▶ [Text shown]:
┌──

Labeling Theories
Developmental and Life Course Theories
Sentencing Theories
Procedural Justice and Defiance Theories
Assessing Criminology Theories
100

What is Cooley's "Looking Glass Self" and why is it relevant to labeling theories? 

each person's self-image is constructed through interactions with other people. Has to do with labeling theories because the effect on the label on one's identity is an integral part of the theory. 

100

What is the difference between a career criminal and a criminal career?

Career criminal: chronic offender who commits frequent crimes over a long period

Criminal career: simply suggests that involvement in criminal activity begins at some point in a person's life, continues for a certain length of time, and then ends

100

Identify and describe the first period of the History of Sentencing in America (1930-1975). 

Indeterminate sentencing: sentencing was premised on rehabilitations and Judges had wide discretion and parole boards decided when someones was released and under what conditions.

Large prisons 

Pre-sentence investigations

problems: 

  • Potential racial bias because of so much discretion 

  • Lack of procedural fairness, transparency, and consistency 

100

What is procedural justice?

the idea of fairness in the processes that resolve disputes and allocate resources in the criminal justice system 

100

What are the four criteria for inferring causation?

  1. Correlation: Two phenomena must vary with each other 

  2. Theoretical Rationale: There must be a good reason to believe that the one phenomenon causes the other 

  3. Time Sequence: Causal phenomenon must come first in time

  4. Absence of Spuriousness: Both phenomena must not be caused by something else

200

Define Becker's Labeling Theory (including the 2 hypotheses). 

social groups create deviance by making rules whose infraction constitute deviance, and by applying those rules to particular people and labeling them outsiders 

  • The deviant is the one to whom that label has successfully been applied

  1. Status Characteristics: Those labeled delinquent represent groups of lower social status 

  2. Deviance Amplification/Secondary Deviance: Process of being labeled increases the likelihood of future criminal behavior– through changing one’s self-image

200

Identify and describe the 6 concepts relevant to a criminal career.

  1. Participation: Whether someone participates in crime 

  2. Prevalence: Fraction of people of the group that has participated in crime 

  3. Frequency: Rate of criminal activity one engages in 

  4. Onset: Beginning of a criminal career 

  5. Desistance: End of a criminal career 

  6. Duration: Length of a criminal career 

200

Identify and describe the second period of the History of Sentencing in America (1975-84).

└──

▶ [Supplied information]:
┌──

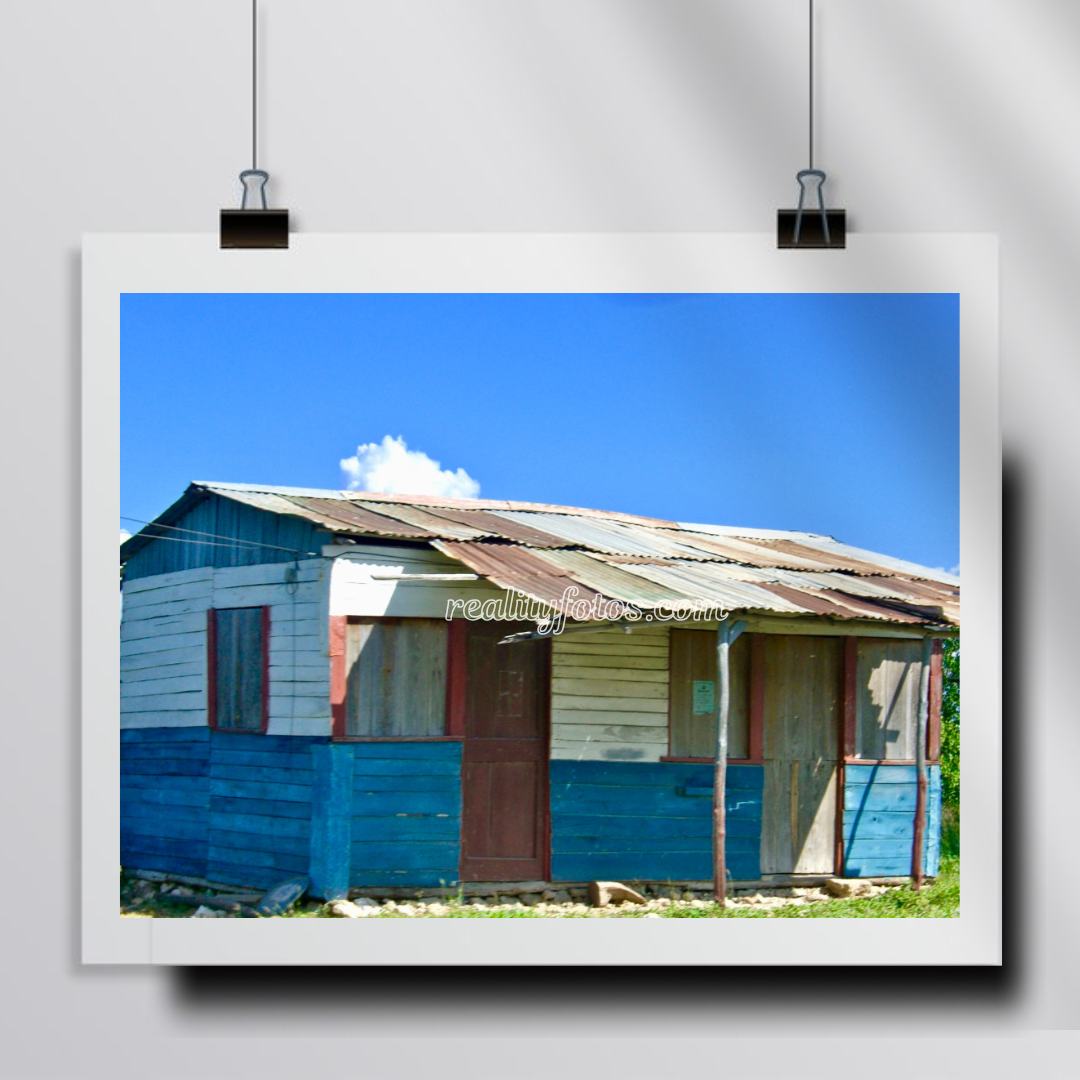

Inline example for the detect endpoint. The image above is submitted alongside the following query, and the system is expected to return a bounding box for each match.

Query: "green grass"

└──

▶ [Work to complete]: Reproduce the criminology review between "2. Theoretical Rationale: There" and "the 2 hypotheses).", inclusive, swapping in "Temporal Order" wherever "Time Sequence" appears.

▶ [Exercise output]:
2. Theoretical Rationale: There must be a good reason to believe that the one phenomenon causes the other 

  3. Temporal Order: Causal phenomenon must come first in time

  4. Absence of Spuriousness: Both phenomena must not be caused by something else

200

Define Becker's Labeling Theory (including the 2 hypotheses).